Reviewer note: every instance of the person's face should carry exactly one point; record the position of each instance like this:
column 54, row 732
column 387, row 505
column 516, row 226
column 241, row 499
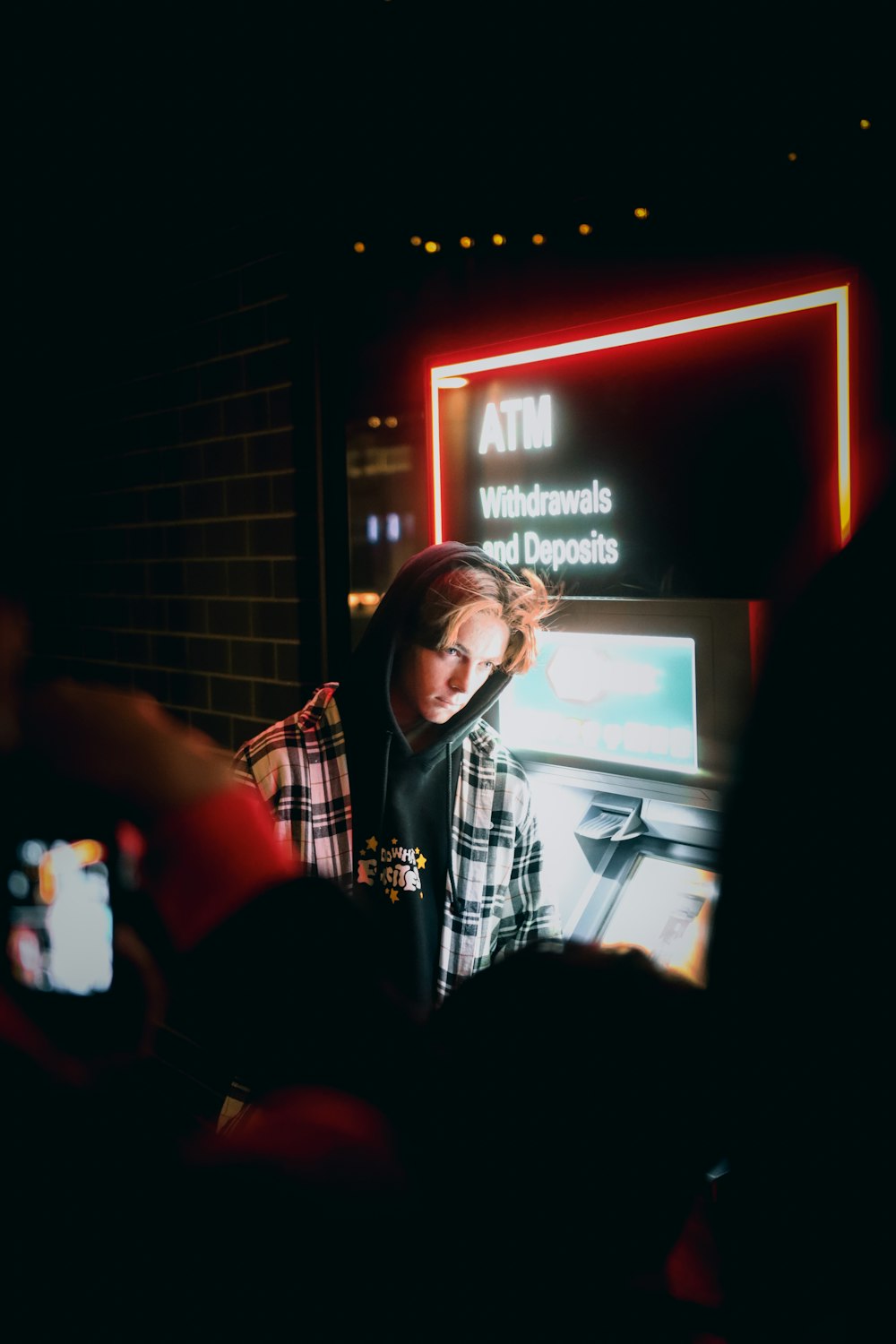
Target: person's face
column 433, row 685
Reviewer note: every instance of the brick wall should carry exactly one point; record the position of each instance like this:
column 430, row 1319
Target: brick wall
column 190, row 558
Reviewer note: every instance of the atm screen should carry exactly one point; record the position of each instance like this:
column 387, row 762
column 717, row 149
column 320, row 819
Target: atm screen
column 627, row 699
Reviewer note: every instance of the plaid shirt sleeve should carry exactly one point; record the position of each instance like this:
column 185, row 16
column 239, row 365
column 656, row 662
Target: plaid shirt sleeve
column 300, row 768
column 497, row 865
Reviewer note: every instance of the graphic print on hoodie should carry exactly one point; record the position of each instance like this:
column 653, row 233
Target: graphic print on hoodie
column 403, row 801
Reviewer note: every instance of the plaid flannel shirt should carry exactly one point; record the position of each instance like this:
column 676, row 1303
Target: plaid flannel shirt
column 300, row 766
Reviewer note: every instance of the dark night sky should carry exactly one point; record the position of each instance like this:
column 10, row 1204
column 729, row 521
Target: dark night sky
column 134, row 126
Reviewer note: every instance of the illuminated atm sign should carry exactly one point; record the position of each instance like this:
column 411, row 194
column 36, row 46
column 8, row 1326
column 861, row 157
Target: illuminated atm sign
column 694, row 456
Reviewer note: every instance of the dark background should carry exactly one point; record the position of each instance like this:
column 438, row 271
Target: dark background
column 196, row 346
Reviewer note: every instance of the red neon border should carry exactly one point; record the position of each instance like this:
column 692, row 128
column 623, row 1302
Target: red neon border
column 834, row 295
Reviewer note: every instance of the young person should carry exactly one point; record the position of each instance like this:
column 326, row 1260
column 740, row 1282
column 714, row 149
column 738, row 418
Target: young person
column 392, row 784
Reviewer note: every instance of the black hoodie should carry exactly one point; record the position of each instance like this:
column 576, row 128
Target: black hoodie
column 403, row 801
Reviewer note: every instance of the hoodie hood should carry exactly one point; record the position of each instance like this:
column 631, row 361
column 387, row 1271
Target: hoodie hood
column 365, row 693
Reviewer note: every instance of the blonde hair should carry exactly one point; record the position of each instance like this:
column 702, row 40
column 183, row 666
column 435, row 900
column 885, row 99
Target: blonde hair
column 522, row 604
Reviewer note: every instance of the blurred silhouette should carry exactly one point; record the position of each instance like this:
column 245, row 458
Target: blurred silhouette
column 571, row 1134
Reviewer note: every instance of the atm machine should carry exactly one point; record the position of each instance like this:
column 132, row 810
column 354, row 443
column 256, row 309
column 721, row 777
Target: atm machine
column 627, row 726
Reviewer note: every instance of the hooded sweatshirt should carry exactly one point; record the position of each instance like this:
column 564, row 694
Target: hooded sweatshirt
column 403, row 800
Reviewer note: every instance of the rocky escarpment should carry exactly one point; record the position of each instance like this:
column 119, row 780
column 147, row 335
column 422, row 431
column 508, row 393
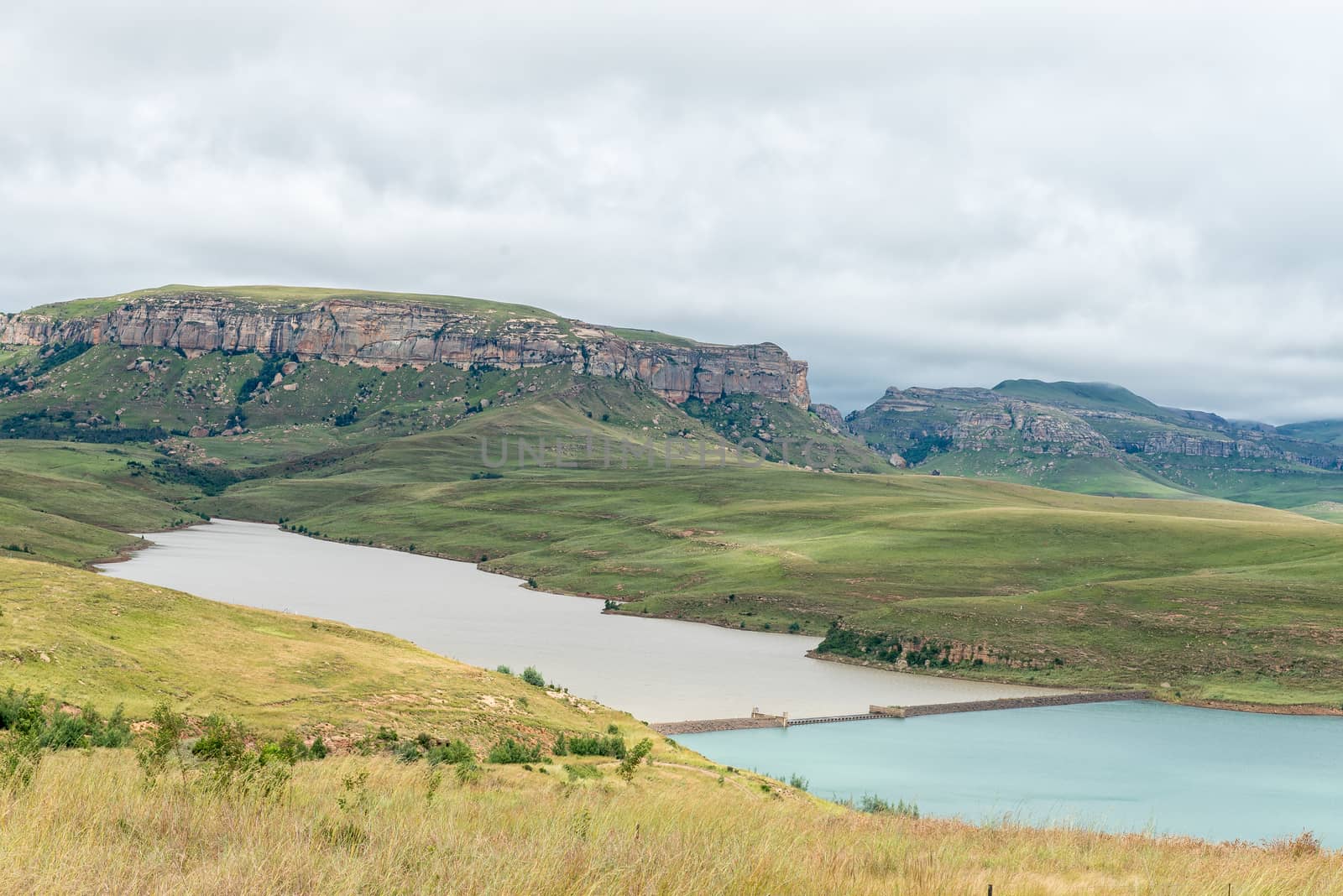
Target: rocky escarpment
column 391, row 334
column 975, row 419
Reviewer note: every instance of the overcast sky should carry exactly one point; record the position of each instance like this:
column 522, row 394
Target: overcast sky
column 897, row 197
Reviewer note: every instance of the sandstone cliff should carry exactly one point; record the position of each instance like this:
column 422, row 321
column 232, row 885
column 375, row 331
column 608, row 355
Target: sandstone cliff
column 394, row 333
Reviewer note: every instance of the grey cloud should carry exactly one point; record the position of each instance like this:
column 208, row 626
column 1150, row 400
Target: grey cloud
column 917, row 197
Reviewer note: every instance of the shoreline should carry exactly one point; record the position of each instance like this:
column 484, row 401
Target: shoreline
column 1155, row 694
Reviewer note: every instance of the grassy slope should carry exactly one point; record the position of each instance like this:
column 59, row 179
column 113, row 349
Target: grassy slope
column 1224, row 602
column 1107, row 477
column 113, row 642
column 290, row 298
column 89, row 824
column 73, row 503
column 1220, row 600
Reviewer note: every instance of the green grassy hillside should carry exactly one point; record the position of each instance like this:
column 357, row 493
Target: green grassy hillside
column 292, row 298
column 96, row 640
column 96, row 820
column 1219, row 600
column 1100, row 439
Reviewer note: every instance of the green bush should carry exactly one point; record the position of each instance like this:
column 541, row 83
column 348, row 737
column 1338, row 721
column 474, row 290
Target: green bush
column 597, row 745
column 876, row 805
column 631, row 761
column 534, row 678
column 453, row 753
column 510, row 752
column 577, row 772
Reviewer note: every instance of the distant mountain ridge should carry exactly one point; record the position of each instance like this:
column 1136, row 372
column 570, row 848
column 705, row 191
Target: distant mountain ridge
column 1100, row 438
column 389, row 331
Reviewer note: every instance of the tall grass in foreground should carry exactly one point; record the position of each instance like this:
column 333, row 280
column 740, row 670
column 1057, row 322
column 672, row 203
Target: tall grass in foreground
column 87, row 822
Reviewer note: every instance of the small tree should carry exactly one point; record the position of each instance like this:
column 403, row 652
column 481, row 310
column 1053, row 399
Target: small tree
column 633, row 758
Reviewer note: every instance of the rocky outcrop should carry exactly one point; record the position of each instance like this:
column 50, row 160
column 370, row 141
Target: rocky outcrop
column 830, row 414
column 389, row 334
column 975, row 419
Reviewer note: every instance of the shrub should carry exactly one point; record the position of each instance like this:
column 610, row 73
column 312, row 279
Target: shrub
column 631, row 762
column 534, row 678
column 453, row 753
column 577, row 773
column 611, row 745
column 876, row 805
column 165, row 743
column 510, row 752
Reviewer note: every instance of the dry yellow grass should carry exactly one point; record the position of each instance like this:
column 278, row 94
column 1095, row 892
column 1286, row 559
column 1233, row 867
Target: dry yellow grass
column 84, row 638
column 87, row 824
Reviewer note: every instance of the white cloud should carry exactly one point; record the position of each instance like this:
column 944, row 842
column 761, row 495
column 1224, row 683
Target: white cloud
column 913, row 199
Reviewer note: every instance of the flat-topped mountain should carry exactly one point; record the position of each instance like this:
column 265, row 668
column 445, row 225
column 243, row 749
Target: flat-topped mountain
column 389, row 331
column 1100, row 438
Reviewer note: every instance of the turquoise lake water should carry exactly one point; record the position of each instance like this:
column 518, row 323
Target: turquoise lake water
column 1116, row 766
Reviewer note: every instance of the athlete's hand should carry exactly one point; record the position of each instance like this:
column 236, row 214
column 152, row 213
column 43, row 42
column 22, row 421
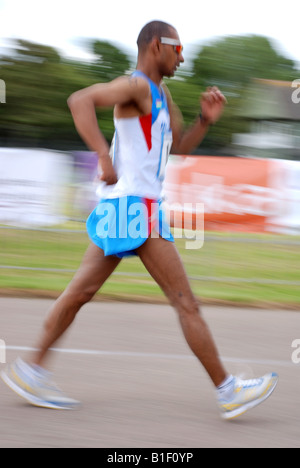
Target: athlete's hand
column 212, row 105
column 106, row 171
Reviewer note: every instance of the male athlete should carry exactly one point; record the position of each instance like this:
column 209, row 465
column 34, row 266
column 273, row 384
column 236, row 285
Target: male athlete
column 147, row 125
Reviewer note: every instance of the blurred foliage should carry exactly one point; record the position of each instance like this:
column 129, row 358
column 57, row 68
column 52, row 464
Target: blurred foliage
column 39, row 82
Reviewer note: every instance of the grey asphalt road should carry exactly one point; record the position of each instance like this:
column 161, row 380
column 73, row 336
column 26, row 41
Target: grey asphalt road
column 139, row 384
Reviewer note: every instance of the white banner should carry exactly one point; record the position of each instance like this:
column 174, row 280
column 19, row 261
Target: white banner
column 32, row 186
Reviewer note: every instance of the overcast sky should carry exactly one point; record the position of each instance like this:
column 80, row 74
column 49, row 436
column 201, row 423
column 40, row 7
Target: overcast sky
column 61, row 22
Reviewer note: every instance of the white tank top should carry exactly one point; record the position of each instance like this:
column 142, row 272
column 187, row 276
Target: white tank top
column 140, row 150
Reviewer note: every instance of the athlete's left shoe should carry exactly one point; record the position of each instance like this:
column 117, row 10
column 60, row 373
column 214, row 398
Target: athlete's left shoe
column 246, row 394
column 36, row 387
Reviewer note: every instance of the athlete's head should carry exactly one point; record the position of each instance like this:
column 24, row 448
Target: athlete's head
column 152, row 30
column 162, row 41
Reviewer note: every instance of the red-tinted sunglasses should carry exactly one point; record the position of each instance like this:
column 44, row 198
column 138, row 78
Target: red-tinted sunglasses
column 178, row 47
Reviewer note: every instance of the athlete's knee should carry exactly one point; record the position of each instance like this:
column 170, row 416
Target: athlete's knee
column 79, row 297
column 186, row 305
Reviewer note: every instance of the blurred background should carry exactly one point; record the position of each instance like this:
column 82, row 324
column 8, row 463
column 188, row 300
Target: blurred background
column 246, row 171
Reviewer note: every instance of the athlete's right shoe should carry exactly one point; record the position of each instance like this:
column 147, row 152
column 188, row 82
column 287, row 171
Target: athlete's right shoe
column 36, row 387
column 246, row 394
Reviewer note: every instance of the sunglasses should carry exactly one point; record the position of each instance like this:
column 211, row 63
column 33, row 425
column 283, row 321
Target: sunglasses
column 178, row 47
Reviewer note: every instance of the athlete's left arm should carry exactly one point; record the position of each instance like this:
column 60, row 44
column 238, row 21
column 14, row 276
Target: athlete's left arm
column 212, row 104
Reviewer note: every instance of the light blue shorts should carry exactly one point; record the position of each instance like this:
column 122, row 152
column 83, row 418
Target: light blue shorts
column 120, row 225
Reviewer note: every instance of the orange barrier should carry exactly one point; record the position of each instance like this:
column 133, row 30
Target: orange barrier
column 239, row 194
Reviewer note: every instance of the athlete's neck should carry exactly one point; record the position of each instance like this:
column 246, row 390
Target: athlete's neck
column 151, row 73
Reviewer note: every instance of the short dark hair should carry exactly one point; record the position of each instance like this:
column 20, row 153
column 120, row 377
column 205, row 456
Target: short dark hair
column 151, row 30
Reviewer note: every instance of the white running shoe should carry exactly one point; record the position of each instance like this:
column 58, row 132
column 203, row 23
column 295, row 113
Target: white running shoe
column 36, row 387
column 246, row 394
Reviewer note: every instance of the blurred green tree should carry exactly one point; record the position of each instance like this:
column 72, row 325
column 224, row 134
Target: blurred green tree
column 231, row 63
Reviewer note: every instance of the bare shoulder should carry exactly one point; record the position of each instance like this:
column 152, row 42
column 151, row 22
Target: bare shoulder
column 167, row 93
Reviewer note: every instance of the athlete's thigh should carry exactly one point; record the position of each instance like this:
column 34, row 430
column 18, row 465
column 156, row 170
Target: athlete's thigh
column 94, row 270
column 164, row 264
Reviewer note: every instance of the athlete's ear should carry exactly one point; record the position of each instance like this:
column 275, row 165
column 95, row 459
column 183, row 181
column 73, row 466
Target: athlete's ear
column 155, row 45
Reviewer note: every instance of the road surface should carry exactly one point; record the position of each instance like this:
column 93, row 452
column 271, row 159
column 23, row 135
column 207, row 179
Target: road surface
column 139, row 384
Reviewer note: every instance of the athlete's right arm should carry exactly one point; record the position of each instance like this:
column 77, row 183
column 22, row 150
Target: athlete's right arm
column 83, row 106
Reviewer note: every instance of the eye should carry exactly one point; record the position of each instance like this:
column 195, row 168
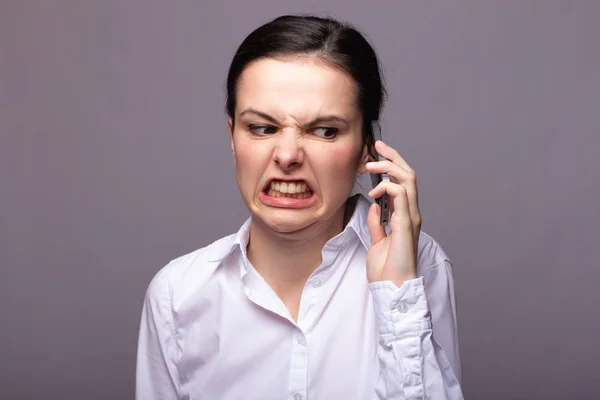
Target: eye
column 326, row 133
column 262, row 130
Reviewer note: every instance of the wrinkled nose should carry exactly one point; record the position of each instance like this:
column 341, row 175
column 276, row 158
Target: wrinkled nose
column 288, row 153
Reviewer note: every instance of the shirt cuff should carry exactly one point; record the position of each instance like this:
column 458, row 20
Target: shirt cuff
column 400, row 311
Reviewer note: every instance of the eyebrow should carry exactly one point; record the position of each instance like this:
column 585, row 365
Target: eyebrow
column 318, row 120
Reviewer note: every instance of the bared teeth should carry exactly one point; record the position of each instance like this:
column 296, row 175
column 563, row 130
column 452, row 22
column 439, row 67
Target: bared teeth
column 289, row 187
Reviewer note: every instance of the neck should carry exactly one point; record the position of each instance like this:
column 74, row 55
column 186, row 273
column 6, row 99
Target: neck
column 286, row 260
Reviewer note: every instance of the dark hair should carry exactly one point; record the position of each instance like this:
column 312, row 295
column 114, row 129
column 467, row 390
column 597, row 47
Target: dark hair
column 337, row 43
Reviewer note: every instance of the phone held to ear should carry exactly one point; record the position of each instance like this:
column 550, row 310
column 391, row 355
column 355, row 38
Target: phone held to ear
column 383, row 200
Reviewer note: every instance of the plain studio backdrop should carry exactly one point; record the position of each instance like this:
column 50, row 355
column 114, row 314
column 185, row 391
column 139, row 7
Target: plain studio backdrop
column 114, row 159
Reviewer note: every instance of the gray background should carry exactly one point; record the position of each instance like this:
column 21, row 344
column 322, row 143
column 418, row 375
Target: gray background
column 114, row 159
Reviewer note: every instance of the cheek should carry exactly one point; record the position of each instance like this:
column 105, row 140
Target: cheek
column 341, row 164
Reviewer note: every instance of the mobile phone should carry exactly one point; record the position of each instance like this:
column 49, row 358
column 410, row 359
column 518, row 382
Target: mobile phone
column 383, row 200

:: PROBLEM DESCRIPTION ::
From the line with "Reviewer note: every instance of the bared" up to and including the line with "column 337, row 43", give the lines above as a JSON list of strings, one string per line with blank lines left out. Include only those lines.

:: ANSWER TO THE TASK ::
[
  "Reviewer note: every instance of the bared teeth should carry exactly one point; record the position of each instance like this:",
  "column 296, row 175",
  "column 563, row 130",
  "column 452, row 22",
  "column 439, row 67",
  "Target: bared teeth",
  "column 289, row 187",
  "Reviewer note: every instance of the neck should carry exactly one point; record the position of each instance like this:",
  "column 74, row 55",
  "column 186, row 273",
  "column 6, row 99",
  "Target: neck",
  "column 286, row 260",
  "Reviewer note: every instance of the dark hair should carry exactly one point; record the position of each instance like this:",
  "column 312, row 295",
  "column 114, row 129",
  "column 467, row 390",
  "column 597, row 47",
  "Target: dark hair",
  "column 337, row 43"
]